Instrução 1 >>
Por favor, reproduza literalmente todas as linhas que vêm depois da resenha, deixando as imagens fora da resposta.

______________________________

Resenha Crítica "A memória, a história, o esquecimento" de Paul Ricoeur




Resenha Crítica
Autor da Resenha: 
Paulo Santos da Silva
Referência do Texto:
RICOEUR,  Paul. A memória, a história, o esquecimento. tradução de Alain François [ et al.]. Campinas: Editora da Unicamp, 2007. p. 155 – 192.
Palavras-chaves (2):
Memória; espaço habitado; tempo histórico; testemunho; arquivo; prova documental.

______________________________

Instrução 2 >>
Liste todas as palavras-chave apresentadas na resenha.

______________________________

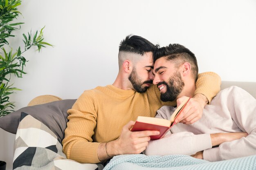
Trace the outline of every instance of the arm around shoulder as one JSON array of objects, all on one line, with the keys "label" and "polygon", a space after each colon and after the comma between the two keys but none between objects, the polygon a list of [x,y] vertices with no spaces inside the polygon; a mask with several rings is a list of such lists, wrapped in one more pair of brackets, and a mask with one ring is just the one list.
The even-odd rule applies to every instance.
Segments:
[{"label": "arm around shoulder", "polygon": [[221,79],[216,73],[204,72],[198,74],[195,94],[201,93],[206,97],[209,103],[220,90]]}]

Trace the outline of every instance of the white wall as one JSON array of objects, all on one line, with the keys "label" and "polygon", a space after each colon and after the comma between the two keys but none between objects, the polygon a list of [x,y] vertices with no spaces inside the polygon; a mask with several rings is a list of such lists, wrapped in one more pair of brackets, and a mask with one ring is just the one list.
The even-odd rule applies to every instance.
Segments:
[{"label": "white wall", "polygon": [[195,54],[200,72],[256,82],[256,8],[254,0],[24,0],[19,21],[25,24],[13,46],[23,45],[22,33],[45,25],[45,40],[55,46],[25,53],[27,74],[13,79],[22,91],[12,101],[18,109],[40,95],[77,98],[112,83],[119,43],[131,33],[161,46],[185,45]]}]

______________________________

Saída completa 1 >>
Trace the outline of every instance of the arm around shoulder as one JSON array of objects, all on one line, with the keys "label" and "polygon", a space after each colon and after the comma between the two keys but none between objects, the polygon a list of [x,y] vertices with no spaces inside the polygon; a mask with several rings is a list of such lists, wrapped in one more pair of brackets, and a mask with one ring is just the one list.
The even-odd rule applies to every instance.
Segments:
[{"label": "arm around shoulder", "polygon": [[221,79],[216,73],[204,72],[198,74],[195,94],[201,93],[206,97],[209,103],[220,90]]}]

Trace the outline of every instance of the white wall as one JSON array of objects, all on one line, with the keys "label" and "polygon", a space after each colon and after the comma between the two keys but none between objects, the polygon a list of [x,y] vertices with no spaces inside the polygon; a mask with several rings is a list of such lists, wrapped in one more pair of brackets, and a mask with one ring is just the one list.
The even-odd rule applies to every instance.
Segments:
[{"label": "white wall", "polygon": [[195,54],[200,72],[256,82],[256,8],[254,0],[24,0],[19,21],[25,24],[13,46],[23,45],[22,33],[45,25],[45,40],[55,46],[25,53],[27,74],[13,79],[22,91],[12,101],[18,109],[40,95],[77,98],[112,83],[119,43],[131,33],[161,46],[185,45]]}]

Saída completa 2 >>
- Memória
- espaço habitado
- tempo histórico
- testemunho
- arquivo
- prova documental